EXERCISE TASK A | Pick out every line in the entries that contains the string "tiled".

** Start of SELECTED TEXT **

Back in Geneva now. At the laundromat washing my stinky climbing trip clothes. Will do a quick recap of the rest of our climbing days. Trip video is at the end of the post if you want to skip all the reading bits)
Day 5:
After our very fun day at
Bas Cuvier we decided to focus on a more challenging goal. Near the top of my
list of climbs I wanted to try to get done while in Font was "Deux Faux
Plis en Plats Reel" a really cool looking 7C on a boulder that looks like
a crashed flying saucer. We headed to the Franchard Hautes Plaines area along
with Thomo and Cedar to check it out a long with a couple other nice looking
climbs.
We started by warming up
on some blue circuit problems. (For anyone who doesn't know Font has a colour
coded circuit system where they group problems of a certain difficulty by
colour and then try to climb them all in a day) The blue circuit is generally under about V3 but with a lot of them requiring tricky font footwork
they can still be quite challenging.
Thomasina Warming up |
Jamie Spotting Cedar on her warm up. |
We had fun crawling
through a tunnel that went straight through a boulder that I at first thought
was too small to fit through, but after Cedar, Thomo and Jamie had all gone
through I had to ignore any fears of getting stuck and wriggle my way through.
Cedar goes through the hole. |
Tighter squeeze for Jamie. |
After our warm up we went
on to our first objective in the area a highly recommended 7A called
"Lapin ou Canard"I had seen several videos of the beta so knew
exactly what to do and managed to flash it, missing the exact sequence
Jamie managed it second go and Thomo flashed as well. I have to admit that
compared to the other 7As we had tried this trip this one felt substantially
easier.

** End of SELECTED TEXT **

EXERCISE TASK B | List every person's name that appears in the climbing trip recap above.

** Start of DATA TO PROCESS **

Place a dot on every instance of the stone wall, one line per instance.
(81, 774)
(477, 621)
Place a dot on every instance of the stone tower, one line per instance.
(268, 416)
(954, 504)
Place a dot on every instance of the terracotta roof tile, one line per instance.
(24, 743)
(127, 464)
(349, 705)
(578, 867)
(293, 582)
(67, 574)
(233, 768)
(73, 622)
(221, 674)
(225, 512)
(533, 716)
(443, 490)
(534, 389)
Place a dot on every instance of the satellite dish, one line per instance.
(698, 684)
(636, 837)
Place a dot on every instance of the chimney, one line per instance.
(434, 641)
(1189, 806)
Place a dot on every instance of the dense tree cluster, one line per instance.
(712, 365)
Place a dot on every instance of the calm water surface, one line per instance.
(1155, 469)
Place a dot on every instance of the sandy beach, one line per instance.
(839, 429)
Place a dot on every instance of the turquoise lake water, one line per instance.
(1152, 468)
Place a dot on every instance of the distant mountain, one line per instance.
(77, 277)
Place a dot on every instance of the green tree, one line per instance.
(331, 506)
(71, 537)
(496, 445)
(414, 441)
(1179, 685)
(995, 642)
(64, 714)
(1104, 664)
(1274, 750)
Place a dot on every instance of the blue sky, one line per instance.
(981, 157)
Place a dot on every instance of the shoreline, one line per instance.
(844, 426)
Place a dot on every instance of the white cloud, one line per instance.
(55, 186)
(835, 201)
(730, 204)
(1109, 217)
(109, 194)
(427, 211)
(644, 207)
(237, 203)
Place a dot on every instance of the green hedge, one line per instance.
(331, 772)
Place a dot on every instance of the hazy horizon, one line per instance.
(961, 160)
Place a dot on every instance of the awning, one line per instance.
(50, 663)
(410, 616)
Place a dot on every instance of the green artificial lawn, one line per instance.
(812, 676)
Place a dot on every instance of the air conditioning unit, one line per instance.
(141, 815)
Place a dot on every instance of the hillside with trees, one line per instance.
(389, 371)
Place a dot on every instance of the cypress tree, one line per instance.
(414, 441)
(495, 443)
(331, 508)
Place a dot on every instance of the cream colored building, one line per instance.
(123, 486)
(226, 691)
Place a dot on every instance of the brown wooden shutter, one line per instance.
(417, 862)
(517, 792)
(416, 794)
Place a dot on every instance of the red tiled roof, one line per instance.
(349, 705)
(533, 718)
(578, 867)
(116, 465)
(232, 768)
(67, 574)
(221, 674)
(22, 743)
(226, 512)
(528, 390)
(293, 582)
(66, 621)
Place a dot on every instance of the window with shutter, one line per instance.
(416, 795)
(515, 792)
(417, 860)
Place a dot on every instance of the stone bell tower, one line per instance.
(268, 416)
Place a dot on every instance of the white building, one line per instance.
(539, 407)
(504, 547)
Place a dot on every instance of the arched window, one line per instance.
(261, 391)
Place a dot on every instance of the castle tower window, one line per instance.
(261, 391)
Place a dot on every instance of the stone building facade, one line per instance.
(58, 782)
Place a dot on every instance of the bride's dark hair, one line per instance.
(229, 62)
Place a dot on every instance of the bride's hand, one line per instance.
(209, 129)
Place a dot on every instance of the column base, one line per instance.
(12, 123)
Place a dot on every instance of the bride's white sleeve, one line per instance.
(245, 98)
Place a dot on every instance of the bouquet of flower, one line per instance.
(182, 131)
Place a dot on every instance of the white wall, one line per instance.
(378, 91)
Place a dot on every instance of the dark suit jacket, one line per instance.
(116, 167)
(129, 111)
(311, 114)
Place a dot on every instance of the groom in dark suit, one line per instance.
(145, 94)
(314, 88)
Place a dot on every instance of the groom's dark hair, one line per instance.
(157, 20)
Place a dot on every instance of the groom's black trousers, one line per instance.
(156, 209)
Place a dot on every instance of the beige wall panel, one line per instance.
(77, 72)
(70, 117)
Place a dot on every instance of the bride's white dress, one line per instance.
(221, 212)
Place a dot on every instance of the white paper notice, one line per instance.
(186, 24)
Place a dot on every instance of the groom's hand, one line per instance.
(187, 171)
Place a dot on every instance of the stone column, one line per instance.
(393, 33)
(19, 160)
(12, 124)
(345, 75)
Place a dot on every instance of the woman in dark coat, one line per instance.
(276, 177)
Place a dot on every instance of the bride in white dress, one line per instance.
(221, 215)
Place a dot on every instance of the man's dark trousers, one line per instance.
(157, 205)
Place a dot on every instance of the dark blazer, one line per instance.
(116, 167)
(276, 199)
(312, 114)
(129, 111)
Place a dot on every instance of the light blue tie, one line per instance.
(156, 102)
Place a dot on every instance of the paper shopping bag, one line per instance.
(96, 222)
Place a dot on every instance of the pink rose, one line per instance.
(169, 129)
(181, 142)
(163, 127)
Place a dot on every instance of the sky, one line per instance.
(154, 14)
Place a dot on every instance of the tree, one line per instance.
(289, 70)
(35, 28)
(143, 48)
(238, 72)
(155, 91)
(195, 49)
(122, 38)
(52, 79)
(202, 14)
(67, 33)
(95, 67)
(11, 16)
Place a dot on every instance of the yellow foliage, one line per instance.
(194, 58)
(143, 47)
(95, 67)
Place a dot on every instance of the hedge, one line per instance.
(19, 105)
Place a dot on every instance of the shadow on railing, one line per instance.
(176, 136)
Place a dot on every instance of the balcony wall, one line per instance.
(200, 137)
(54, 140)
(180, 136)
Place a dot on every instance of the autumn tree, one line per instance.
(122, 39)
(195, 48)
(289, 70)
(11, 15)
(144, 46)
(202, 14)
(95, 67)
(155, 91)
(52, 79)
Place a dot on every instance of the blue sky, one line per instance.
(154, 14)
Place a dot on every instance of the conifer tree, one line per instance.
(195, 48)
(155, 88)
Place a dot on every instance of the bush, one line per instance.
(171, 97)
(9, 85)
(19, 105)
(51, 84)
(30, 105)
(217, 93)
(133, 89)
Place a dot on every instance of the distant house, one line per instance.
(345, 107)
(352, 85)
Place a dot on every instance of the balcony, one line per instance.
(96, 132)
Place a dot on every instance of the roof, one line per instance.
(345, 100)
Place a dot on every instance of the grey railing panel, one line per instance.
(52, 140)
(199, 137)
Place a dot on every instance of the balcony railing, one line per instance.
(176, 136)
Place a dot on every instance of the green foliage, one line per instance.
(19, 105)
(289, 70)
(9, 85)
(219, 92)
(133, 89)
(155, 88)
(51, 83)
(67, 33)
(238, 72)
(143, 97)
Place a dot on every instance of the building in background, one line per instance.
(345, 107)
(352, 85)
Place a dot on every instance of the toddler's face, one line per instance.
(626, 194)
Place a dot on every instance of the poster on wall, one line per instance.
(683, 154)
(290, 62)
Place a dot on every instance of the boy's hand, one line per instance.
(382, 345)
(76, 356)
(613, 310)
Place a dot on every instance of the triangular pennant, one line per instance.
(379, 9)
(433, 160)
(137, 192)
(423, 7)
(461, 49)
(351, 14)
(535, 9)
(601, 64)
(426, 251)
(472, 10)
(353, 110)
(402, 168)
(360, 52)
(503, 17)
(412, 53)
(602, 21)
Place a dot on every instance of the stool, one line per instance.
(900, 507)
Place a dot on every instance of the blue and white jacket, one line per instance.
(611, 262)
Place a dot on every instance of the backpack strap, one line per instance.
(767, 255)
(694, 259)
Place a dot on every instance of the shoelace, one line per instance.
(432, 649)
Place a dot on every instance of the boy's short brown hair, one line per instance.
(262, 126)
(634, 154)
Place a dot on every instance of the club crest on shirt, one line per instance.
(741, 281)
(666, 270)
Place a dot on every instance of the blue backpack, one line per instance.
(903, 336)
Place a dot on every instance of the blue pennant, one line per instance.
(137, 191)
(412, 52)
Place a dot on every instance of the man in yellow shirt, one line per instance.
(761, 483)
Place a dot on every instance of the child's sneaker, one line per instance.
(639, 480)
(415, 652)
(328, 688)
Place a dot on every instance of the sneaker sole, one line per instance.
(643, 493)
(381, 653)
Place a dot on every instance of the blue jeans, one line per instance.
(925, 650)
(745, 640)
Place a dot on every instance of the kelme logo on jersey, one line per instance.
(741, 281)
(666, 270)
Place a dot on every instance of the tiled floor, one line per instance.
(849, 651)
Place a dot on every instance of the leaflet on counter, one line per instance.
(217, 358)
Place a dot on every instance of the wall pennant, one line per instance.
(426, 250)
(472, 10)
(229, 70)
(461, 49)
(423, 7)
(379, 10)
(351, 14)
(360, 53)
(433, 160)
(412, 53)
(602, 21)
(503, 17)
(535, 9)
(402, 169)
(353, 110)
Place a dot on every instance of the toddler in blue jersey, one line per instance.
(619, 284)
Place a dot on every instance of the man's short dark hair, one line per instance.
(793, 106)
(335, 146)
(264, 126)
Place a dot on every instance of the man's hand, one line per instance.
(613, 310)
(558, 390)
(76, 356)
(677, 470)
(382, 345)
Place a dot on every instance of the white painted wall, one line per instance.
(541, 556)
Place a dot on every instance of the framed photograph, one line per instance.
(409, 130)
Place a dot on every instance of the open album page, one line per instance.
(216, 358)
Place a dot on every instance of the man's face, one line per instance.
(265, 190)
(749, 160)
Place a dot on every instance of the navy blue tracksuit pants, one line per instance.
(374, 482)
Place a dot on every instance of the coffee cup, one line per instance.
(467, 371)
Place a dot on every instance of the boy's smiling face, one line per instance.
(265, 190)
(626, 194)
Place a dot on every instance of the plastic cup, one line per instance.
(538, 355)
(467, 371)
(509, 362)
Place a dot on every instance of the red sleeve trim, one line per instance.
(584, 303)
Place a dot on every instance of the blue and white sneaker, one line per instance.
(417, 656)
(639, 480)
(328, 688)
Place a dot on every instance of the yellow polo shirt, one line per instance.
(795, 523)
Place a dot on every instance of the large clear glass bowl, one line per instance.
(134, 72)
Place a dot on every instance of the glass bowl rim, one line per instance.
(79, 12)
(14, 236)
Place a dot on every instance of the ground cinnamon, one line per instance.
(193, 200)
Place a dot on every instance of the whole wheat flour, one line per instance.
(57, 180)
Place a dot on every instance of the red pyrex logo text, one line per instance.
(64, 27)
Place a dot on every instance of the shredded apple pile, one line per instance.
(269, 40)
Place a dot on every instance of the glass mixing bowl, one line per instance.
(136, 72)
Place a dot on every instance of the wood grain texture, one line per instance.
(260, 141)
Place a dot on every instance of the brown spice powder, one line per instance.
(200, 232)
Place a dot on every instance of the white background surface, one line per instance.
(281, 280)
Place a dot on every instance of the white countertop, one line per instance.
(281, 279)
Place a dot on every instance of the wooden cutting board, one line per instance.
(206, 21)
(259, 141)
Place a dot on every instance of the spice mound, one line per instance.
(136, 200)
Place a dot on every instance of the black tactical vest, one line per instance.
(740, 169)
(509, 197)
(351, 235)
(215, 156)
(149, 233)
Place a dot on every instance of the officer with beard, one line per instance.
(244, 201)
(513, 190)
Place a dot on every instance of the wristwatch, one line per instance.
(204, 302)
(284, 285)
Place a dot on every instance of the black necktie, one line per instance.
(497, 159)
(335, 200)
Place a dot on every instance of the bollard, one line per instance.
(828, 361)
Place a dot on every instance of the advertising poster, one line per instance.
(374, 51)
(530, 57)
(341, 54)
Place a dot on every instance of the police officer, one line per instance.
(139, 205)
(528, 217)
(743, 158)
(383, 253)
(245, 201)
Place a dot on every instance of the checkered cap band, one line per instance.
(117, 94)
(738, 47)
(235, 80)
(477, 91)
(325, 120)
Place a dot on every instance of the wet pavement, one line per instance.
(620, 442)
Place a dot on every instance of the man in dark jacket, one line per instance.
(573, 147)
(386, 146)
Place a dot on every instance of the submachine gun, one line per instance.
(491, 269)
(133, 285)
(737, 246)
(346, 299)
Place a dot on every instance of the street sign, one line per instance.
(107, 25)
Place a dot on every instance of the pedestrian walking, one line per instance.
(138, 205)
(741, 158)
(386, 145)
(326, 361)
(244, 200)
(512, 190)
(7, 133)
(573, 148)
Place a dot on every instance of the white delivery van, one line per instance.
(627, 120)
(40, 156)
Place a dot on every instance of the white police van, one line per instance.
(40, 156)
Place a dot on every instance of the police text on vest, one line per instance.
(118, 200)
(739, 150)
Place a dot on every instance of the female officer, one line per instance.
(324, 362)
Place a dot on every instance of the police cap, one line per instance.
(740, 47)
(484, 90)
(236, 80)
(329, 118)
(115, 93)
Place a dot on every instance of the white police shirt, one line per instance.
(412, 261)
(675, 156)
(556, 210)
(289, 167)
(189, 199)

** End of DATA TO PROCESS **

RIGHT ANSWER A |
Place a dot on every instance of the red tiled roof, one line per instance.
Place a dot on every instance of the tiled floor, one line per instance.

RIGHT ANSWER B |
Thomo
Cedar
Thomasina
Jamie